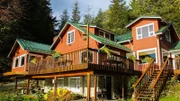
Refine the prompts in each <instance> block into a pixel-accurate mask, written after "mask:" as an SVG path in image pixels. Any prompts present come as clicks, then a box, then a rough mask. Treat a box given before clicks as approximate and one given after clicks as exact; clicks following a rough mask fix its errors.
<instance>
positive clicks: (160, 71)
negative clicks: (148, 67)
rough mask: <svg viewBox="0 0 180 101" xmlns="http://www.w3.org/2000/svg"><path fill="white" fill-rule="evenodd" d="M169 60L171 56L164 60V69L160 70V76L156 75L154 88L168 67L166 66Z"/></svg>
mask: <svg viewBox="0 0 180 101" xmlns="http://www.w3.org/2000/svg"><path fill="white" fill-rule="evenodd" d="M168 60H169V57H168V58H167V59H166V61H165V62H164V64H163V66H162V69H161V70H160V72H159V74H158V76H157V77H156V79H155V81H154V82H153V83H152V86H151V87H152V88H154V87H155V86H156V84H157V82H158V80H159V78H160V76H161V75H162V74H163V71H164V70H165V69H166V68H165V67H167V66H166V65H167V63H168Z"/></svg>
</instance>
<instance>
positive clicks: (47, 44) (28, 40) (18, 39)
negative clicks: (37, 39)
mask: <svg viewBox="0 0 180 101" xmlns="http://www.w3.org/2000/svg"><path fill="white" fill-rule="evenodd" d="M18 40H23V41H28V42H32V43H36V44H41V45H46V46H51V45H49V44H45V43H41V42H34V41H30V40H26V39H21V38H17V41H18Z"/></svg>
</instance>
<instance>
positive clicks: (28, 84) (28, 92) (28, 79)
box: [26, 78, 30, 95]
mask: <svg viewBox="0 0 180 101" xmlns="http://www.w3.org/2000/svg"><path fill="white" fill-rule="evenodd" d="M29 84H30V78H28V82H27V87H26V94H27V95H28V94H29Z"/></svg>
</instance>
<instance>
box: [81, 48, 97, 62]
mask: <svg viewBox="0 0 180 101" xmlns="http://www.w3.org/2000/svg"><path fill="white" fill-rule="evenodd" d="M83 52H86V53H87V50H83V51H81V52H80V59H79V61H80V62H79V63H80V64H82V63H83V62H82V53H83ZM89 52H92V62H91V63H94V52H93V51H89Z"/></svg>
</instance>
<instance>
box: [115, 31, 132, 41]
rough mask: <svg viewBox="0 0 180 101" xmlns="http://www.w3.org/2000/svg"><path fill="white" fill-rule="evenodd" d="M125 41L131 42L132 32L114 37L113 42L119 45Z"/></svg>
mask: <svg viewBox="0 0 180 101" xmlns="http://www.w3.org/2000/svg"><path fill="white" fill-rule="evenodd" d="M127 40H132V32H128V33H126V34H122V35H117V36H115V41H116V42H119V43H121V42H125V41H127Z"/></svg>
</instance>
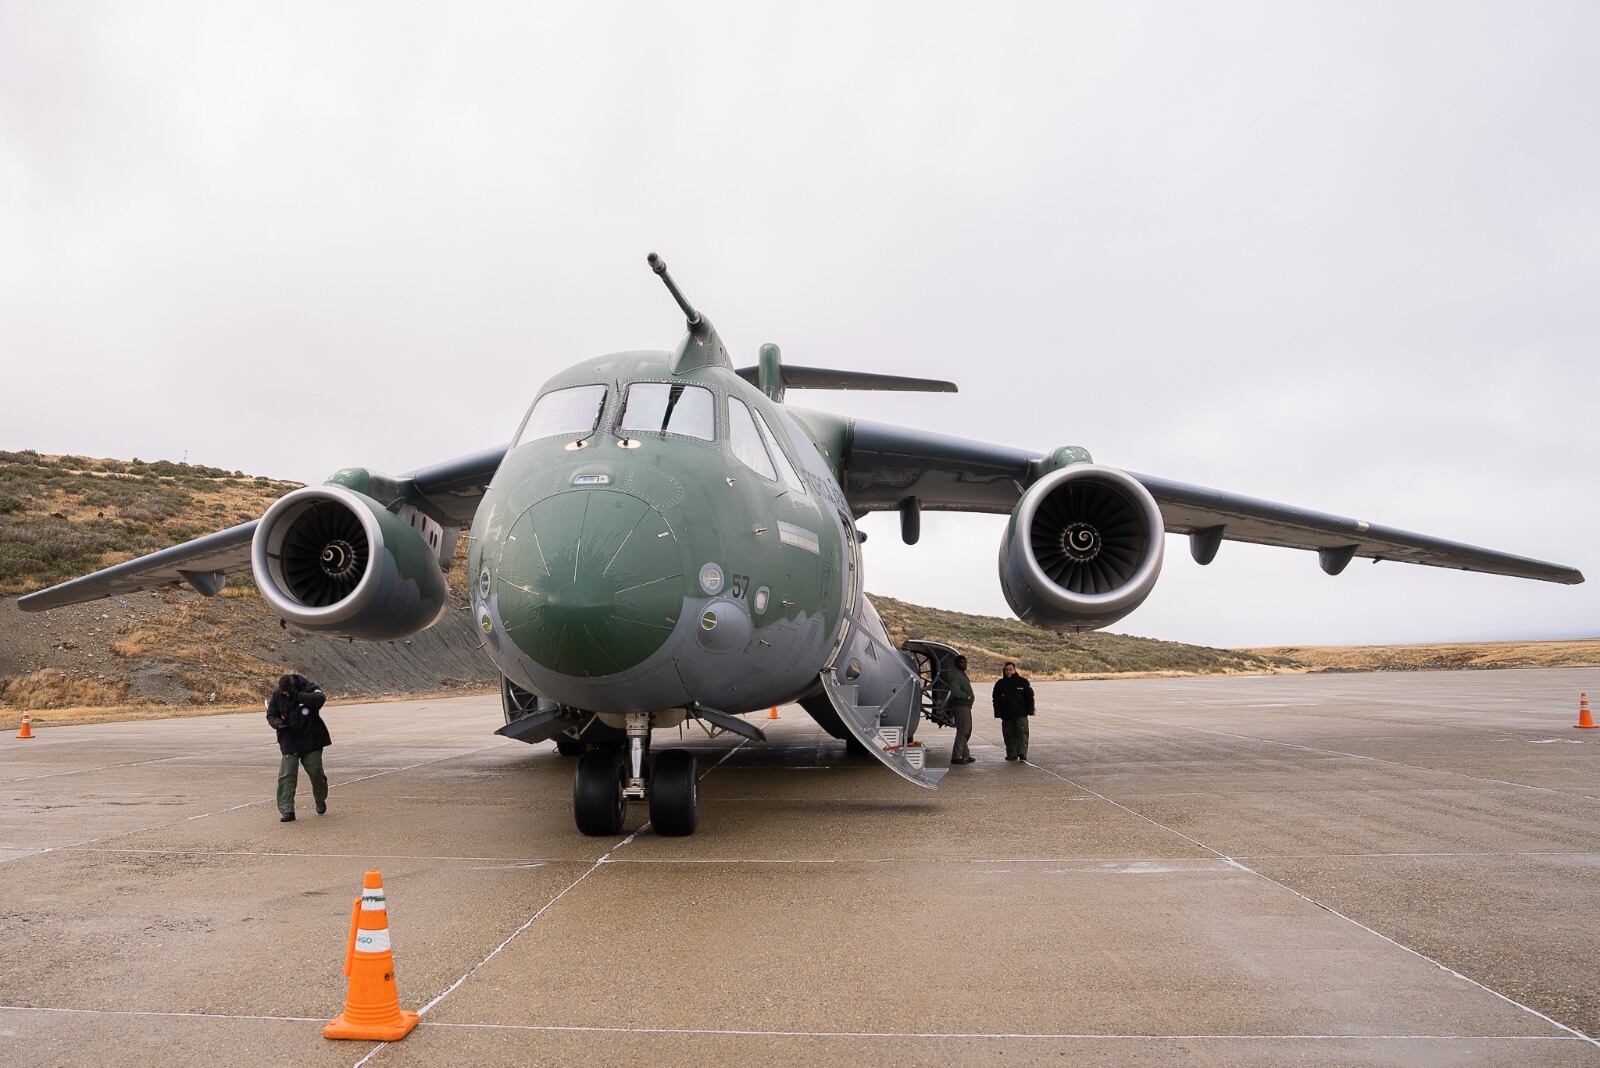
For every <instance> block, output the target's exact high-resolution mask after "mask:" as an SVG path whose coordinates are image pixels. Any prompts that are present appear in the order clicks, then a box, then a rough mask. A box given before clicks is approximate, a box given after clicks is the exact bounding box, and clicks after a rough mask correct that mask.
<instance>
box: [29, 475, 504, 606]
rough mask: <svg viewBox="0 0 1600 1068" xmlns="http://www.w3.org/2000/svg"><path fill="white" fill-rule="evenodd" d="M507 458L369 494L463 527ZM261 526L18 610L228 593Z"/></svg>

• **TASK BRIEF**
Search the listing above for the string "positive". Copy every line that contains it.

• **ANSWER**
positive clicks: (160, 71)
positive clicks: (47, 44) (28, 40) (18, 39)
positive clicks: (28, 84) (28, 92) (28, 79)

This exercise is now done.